■ COMPLETE THE FOLLOWING ■
- 1) Name every person the forum discussion about the Raleigh Relays mentions by name.
- 2) Reproduce word for word the portion of the forum discussion about the Raleigh Relays that runs from "LOL, that was" up to and including "BU, 4:05.68 today.".

■ TEXT PROVIDED ■
------------

Can anyone explain why there are so many UNAT-University athletes competing here at Raleigh Relays? My understanding was that if you are running unattached for your university, it is bc you don't want to use your eligibility for the season when you're not a scorer for your team. But if your qualify for Raleigh you have to be pretty seasoned. My team only enters freshmen this way...
It doesn't appear to be a very prestigious meet. They have 16 heats of the 1500 men's and the entry standard for women's javelin was 40m and had a few throw 26m. Sound like a money grab and anyone can enter.
LOL, that was sort of my point. Historically, this meet provides a service for the East Coast. It's a warm weather rust buster for northern schools. With 96 qualifiers for nats, pressure for fast times not as intense as indoor.
The meet takes anyone with a heartbeat, including smaller d1 schools, unattached runners and lesser pros.
It's never really been an Elite meet, but wow after men's 1500/5000/10000 last night, you just might be able to put together a 'fast heat' window with some great racing.
A series of meets following the weather north with NC, Virginia, Penn Relays, NY, Boston might even be a great weekly way to package ncaa track in it's current form.
Margot Appleton 4:08.33 last month at BU, 4:05.68 today.
Not surprised. Appleton was really ticked after that NCAA mile final a couple of weeks ago. Maatoug went to everybody one by one after the race, just like Bol does. All the other competitors offered the standard warm greeting, no matter how they were feeling. Not Appleton. She barely acknowledged and stormed away.

------------

■ SUPPLIED INFORMATION ■
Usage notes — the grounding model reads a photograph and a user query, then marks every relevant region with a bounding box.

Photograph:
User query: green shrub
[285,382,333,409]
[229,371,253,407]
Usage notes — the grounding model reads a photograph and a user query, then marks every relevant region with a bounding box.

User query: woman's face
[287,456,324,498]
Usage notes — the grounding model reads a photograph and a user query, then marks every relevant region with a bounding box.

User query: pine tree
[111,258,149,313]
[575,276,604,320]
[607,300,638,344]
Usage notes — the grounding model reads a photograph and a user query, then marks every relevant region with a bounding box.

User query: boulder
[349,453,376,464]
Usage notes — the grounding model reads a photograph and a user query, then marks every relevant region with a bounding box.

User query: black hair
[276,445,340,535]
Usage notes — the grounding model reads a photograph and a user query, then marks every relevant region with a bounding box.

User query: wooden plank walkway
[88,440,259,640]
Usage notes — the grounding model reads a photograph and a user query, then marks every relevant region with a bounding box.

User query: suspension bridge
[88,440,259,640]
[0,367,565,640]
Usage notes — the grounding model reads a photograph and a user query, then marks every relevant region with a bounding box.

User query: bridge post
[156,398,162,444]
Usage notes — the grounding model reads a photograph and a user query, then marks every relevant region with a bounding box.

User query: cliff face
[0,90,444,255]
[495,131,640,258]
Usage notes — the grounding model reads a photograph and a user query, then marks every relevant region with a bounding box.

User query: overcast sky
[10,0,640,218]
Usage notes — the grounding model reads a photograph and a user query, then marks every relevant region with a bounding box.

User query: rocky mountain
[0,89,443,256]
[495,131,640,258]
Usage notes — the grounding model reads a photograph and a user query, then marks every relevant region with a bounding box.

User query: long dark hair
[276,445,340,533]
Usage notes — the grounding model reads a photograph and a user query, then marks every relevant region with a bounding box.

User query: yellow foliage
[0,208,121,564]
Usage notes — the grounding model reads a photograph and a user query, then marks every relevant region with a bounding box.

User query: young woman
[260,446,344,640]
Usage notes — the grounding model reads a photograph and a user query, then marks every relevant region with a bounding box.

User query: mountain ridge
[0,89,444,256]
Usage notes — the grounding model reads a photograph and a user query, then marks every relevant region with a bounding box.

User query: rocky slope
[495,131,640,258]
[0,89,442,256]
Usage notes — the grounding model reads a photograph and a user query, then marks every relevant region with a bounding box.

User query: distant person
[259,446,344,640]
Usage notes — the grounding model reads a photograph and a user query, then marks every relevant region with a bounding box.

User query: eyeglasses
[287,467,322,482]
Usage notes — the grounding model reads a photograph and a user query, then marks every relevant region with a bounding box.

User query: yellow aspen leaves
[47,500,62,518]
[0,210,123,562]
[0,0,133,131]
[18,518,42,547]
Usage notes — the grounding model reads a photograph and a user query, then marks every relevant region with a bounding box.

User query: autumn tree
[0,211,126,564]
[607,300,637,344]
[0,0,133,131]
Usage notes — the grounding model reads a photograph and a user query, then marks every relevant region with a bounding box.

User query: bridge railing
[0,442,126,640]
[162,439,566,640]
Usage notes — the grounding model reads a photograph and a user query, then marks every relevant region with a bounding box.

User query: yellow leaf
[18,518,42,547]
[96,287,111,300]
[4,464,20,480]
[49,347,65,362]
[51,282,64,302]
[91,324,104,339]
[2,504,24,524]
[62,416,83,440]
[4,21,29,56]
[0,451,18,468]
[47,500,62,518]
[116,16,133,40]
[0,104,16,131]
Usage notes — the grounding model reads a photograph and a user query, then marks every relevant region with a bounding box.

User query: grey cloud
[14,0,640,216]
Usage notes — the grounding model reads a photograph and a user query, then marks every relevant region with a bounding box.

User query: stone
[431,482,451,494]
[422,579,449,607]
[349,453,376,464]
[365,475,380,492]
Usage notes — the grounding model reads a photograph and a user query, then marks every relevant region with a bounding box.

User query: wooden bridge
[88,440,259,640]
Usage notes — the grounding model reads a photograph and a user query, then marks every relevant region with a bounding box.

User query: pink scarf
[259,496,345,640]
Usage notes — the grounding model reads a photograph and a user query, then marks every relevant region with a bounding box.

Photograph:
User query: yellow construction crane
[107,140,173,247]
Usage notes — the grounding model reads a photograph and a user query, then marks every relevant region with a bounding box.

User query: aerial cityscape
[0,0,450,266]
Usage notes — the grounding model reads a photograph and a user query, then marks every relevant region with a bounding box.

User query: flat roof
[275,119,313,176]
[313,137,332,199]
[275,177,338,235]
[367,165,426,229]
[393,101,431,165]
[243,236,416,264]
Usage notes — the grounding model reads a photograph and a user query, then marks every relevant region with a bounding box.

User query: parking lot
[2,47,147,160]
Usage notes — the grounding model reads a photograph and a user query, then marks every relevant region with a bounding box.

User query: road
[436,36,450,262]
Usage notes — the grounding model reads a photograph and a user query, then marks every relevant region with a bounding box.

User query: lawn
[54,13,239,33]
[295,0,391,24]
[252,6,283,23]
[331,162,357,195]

------------

■ FINAL RESULTS ■
- 1) Margot Appleton, Maatoug, Bol

- 2)
LOL, that was sort of my point. Historically, this meet provides a service for the East Coast. It's a warm weather rust buster for northern schools. With 96 qualifiers for nats, pressure for fast times not as intense as indoor.
The meet takes anyone with a heartbeat, including smaller d1 schools, unattached runners and lesser pros.
It's never really been an Elite meet, but wow after men's 1500/5000/10000 last night, you just might be able to put together a 'fast heat' window with some great racing.
A series of meets following the weather north with NC, Virginia, Penn Relays, NY, Boston might even be a great weekly way to package ncaa track in it's current form.
Margot Appleton 4:08.33 last month at BU, 4:05.68 today.